→ APPLY WHAT YOU READ:
**1.** Name every country mentioned in the article about Mennonite farmers.
**2.** Carry on the article about Mennonite farmers past its final sentence, keeping its style.

→ PROVIDED PASSAGE:
The interviews with area farmers were part of a global project that included interviews with 158 Mennonite farmers from around the world. 

Loewen said the interviews with the area farmers enriched the book and helped to build bridges among Mennonite Farmers.

“The interviews also helped in answering the age-old question how our faith has related to our approach to working the land and to our rural communities, Loewen related.

How did the research show how the area Mennonite farmers compare with the other farms across the world?

“In comparison to the farmers in Indonesia, Bolivia and Zimbabwe, all from the so-called Global South, the Washington County farmers are very well-to-do, have the luxury of strong government support systems, highly sophisticated technology (mechanical, chemical and genetic),” Loewen said. 

“Like Mennonite farmers from around the world, the Washington County farmers typically see faith as crucial in their everyday lives and work at integrating that faith into their farms,” he pointed out.  “Like Mennonites from every part of the globe, they do not, however, all agree on how faith matters; this is apparent in every one of these communities.”  

Loewen said that in Washington County some farmers said that faith directed them to use herbicides because it reduced tillage thus protecting the soil from erosion.  Some farmers, like the Amish, of course, use horse-and-buggies and steel-wheeled tractors and keep farms small just like the Old Colonists in Bolivia.  

Other farmers see organic agriculture as the most faithful approach to farming, working with nature, they say, rather than against it. Many farmers saw their duty to help farmers overseas and had served with NGOs like Mennonite Central Committee, while other farmers preferred to support only evangelical missions with no agronomy programming.

(Stored data)

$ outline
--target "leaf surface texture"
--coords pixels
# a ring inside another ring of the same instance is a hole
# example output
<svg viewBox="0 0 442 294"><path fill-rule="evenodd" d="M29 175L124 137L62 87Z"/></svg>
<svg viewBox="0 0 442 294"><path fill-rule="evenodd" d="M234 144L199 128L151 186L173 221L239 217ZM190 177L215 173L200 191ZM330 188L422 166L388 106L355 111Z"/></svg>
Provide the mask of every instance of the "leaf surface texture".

→ TASK-BY-TASK ANSWERS:
**1.** Indonesia, Bolivia, Zimbabwe

**2.**
“So faith was hugely important, just not in predictable ways,” he said.  “And of course, it was also different in the Kalona area than say in Siberia where Mennonite farmers were forced to live on communist collectives for 50 years between 1931 and 1981; the meaning of faith in that situation is completely different than on North American farms.”

Loewen added that it’s different again in highly secular Netherlands, in deeply mystical Java, in post-colonial Zimbabwe, or isolated Bolivia.

Loewen also noted that dispite very stark differences, farmers are all the same everywhere. They wake up in the morning and figure out how to coax nature to produce food necessary for human survival; this is why I say that if translators were present farmers from these seven communities could talk to one another all day.

Loewen said he was reminded how Washington County farmer Duane Peterson, married to Janet Yoder, wrote in his diary for April 13, 1991, about a visit to England’s Lake District; dropping in on an English pub one night, he enjoyed a lovely chat with English farmers and discovered that for those farmers “the problems were the same as ours.”

The book was published by Hopkins University Press and in Canada. It is available through Amazon.com in the United States or you could obtain it through Amazon.ca at a lower price.

Copies of the book were mailed to all area farmers who were interviewed. Loewen also plans to send copies to the Iowa Mennonite Museum on the Kalona Historical Villages grounds as soon as the museum opens for the summer season.

At the time Loewen conducted the 10-year research project with interviews with 158 Mennonite farms across the globe he was professor of Mennonite Studies at the University of Winnipeg.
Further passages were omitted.